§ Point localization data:
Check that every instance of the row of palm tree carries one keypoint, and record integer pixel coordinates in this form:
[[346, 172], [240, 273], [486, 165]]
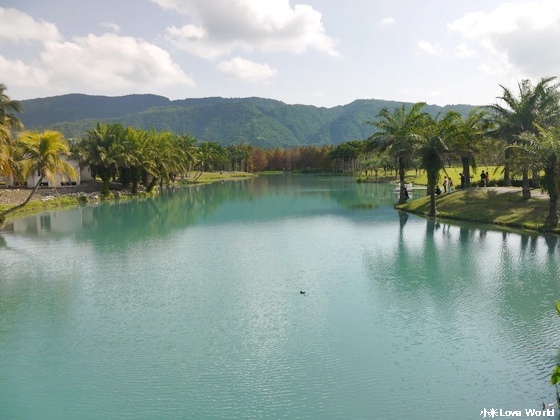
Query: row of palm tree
[[523, 127], [526, 127]]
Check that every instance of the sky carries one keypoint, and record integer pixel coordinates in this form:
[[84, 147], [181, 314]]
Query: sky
[[312, 52]]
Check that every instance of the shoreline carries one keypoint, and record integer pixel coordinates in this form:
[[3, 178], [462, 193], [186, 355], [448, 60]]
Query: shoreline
[[48, 198], [498, 206]]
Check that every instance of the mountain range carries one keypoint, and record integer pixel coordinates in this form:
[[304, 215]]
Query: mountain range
[[265, 123]]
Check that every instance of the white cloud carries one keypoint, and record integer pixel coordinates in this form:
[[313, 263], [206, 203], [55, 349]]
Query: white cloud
[[17, 26], [217, 27], [114, 63], [240, 68], [113, 27], [387, 21], [521, 38], [96, 64], [432, 49]]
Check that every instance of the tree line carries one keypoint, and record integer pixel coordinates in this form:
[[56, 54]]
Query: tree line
[[520, 133]]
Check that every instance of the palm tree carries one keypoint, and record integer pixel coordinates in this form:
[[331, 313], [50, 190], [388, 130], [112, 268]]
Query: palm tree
[[468, 138], [399, 133], [432, 151], [545, 148], [535, 105], [103, 149], [41, 153], [8, 123]]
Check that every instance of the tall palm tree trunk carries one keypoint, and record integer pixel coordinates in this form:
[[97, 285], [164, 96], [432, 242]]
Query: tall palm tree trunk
[[19, 206], [552, 218], [526, 188], [402, 196], [465, 162]]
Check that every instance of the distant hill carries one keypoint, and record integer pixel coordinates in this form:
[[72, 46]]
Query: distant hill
[[261, 122]]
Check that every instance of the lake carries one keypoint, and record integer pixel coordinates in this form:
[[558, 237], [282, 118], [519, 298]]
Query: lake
[[189, 306]]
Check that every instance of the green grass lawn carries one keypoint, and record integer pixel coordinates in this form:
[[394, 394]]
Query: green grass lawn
[[419, 177], [486, 205]]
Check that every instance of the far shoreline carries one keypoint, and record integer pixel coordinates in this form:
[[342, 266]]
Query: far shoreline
[[89, 193], [503, 207]]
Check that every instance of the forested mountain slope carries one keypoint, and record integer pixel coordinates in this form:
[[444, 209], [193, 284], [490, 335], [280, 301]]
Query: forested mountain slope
[[261, 122]]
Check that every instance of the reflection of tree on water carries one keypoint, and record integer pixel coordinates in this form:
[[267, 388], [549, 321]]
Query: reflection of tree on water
[[508, 278]]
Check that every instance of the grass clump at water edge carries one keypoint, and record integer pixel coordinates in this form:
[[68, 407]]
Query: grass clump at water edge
[[486, 205]]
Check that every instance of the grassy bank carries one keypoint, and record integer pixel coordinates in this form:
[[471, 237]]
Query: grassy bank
[[40, 203], [498, 206]]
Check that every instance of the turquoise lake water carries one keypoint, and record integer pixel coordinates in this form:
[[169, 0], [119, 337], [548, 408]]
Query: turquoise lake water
[[188, 306]]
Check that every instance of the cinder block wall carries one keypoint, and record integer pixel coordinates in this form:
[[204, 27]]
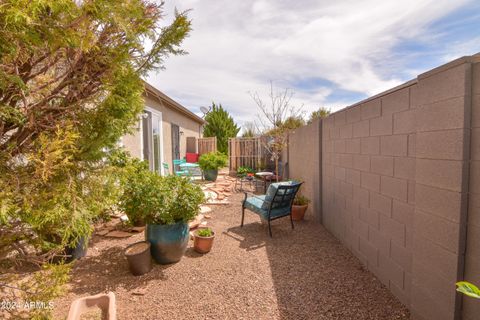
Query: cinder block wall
[[471, 307], [400, 182], [369, 184], [304, 148]]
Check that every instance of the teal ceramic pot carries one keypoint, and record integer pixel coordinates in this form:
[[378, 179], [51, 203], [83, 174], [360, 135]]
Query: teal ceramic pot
[[210, 175], [168, 242]]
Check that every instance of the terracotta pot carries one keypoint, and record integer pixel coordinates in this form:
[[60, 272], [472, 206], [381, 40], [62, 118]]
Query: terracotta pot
[[139, 258], [203, 244], [298, 212]]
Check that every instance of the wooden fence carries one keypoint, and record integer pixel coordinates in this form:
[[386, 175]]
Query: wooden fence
[[206, 145], [247, 152]]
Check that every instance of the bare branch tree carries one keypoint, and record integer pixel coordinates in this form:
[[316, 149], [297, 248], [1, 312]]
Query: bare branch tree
[[271, 118]]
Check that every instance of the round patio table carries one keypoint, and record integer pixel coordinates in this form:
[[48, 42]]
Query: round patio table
[[192, 168], [263, 176]]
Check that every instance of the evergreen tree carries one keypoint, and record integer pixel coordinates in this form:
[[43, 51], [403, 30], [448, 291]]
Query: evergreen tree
[[221, 125], [70, 87]]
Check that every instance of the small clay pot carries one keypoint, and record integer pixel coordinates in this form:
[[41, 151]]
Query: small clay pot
[[298, 212], [139, 258], [203, 244]]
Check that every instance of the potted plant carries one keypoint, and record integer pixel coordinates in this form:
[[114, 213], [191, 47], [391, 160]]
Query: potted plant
[[139, 258], [210, 163], [166, 204], [300, 205], [203, 240]]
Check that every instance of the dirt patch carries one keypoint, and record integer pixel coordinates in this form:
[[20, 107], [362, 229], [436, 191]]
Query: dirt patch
[[137, 248], [303, 273]]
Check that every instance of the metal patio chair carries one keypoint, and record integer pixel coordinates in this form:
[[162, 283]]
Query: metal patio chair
[[275, 204]]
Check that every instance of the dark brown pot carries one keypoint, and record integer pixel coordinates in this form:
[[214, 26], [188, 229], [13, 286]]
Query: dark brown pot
[[298, 212], [203, 244], [139, 258]]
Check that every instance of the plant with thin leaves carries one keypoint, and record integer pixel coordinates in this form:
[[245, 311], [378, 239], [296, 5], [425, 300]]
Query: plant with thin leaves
[[70, 87], [221, 125]]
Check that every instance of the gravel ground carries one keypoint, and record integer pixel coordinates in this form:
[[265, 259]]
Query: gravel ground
[[301, 274]]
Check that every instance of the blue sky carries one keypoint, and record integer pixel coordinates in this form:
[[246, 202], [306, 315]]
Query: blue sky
[[329, 54]]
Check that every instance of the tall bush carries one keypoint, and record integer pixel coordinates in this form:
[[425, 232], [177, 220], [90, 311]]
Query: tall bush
[[70, 87], [221, 125]]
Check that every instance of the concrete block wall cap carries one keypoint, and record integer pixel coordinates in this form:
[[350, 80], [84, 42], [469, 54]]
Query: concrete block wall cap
[[104, 301], [379, 95], [452, 64]]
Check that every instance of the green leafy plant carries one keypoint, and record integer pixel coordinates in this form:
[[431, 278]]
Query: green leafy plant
[[221, 125], [154, 199], [243, 171], [301, 200], [205, 232], [212, 161], [468, 289], [70, 87], [322, 112]]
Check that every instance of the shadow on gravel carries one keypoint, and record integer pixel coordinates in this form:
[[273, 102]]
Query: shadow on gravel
[[109, 271], [315, 276]]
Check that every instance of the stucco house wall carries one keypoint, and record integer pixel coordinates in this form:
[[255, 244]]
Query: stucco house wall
[[190, 125]]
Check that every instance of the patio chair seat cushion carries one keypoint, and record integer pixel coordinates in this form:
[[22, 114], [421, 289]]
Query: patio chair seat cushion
[[272, 189], [256, 204]]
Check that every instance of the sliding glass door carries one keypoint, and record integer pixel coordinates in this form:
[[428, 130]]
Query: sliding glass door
[[152, 140]]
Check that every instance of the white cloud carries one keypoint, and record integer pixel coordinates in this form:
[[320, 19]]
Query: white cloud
[[238, 46]]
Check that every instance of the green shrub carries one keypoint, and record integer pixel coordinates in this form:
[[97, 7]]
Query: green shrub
[[212, 161], [153, 199], [205, 232], [301, 200]]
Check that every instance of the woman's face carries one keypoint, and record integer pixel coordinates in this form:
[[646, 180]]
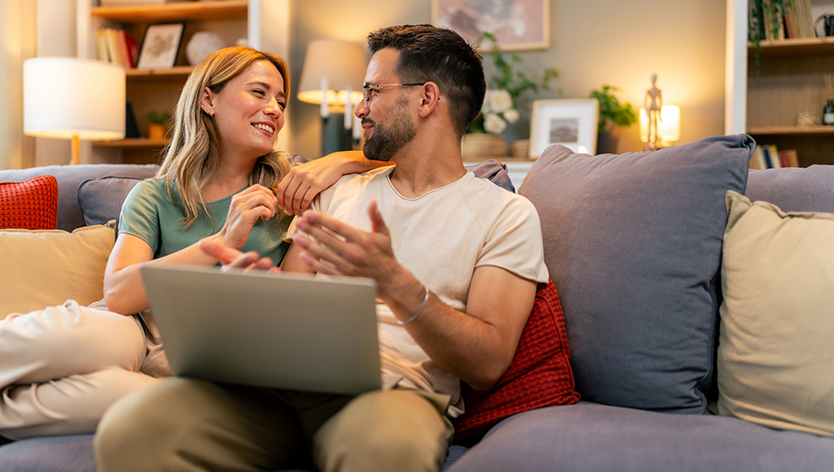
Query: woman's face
[[249, 111]]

§ What is required:
Begin at the first line of the data above and repeat each line exactly, stopping after the line containing "[[313, 263], [206, 203], [55, 349]]". Omit the pictures.

§ Completed task:
Check that every instance of the row of palm tree carries one keypoint, and record integer pixel coordinates in this form:
[[346, 172], [240, 273], [486, 165]]
Query: row of palm tree
[[523, 127], [526, 127]]
Check that every instance of the sky carries one keypoint, and record integer pixel coordinates in this form:
[[84, 147], [181, 314]]
Query: sky
[[312, 52]]
Check that every instance of the shoreline carries one keypoint, and record integer pixel coordinates in this form:
[[3, 178], [462, 193], [186, 355], [448, 60]]
Query: shoreline
[[48, 198], [498, 206]]
Check that every instance of the mountain range carries one keypoint, and record integer pixel coordinates in this form:
[[304, 215]]
Query: mountain range
[[265, 123]]
Check that every instance of the white cloud carries one keypoint, and record integer pixel coordinates in this form:
[[313, 263], [206, 203], [55, 349]]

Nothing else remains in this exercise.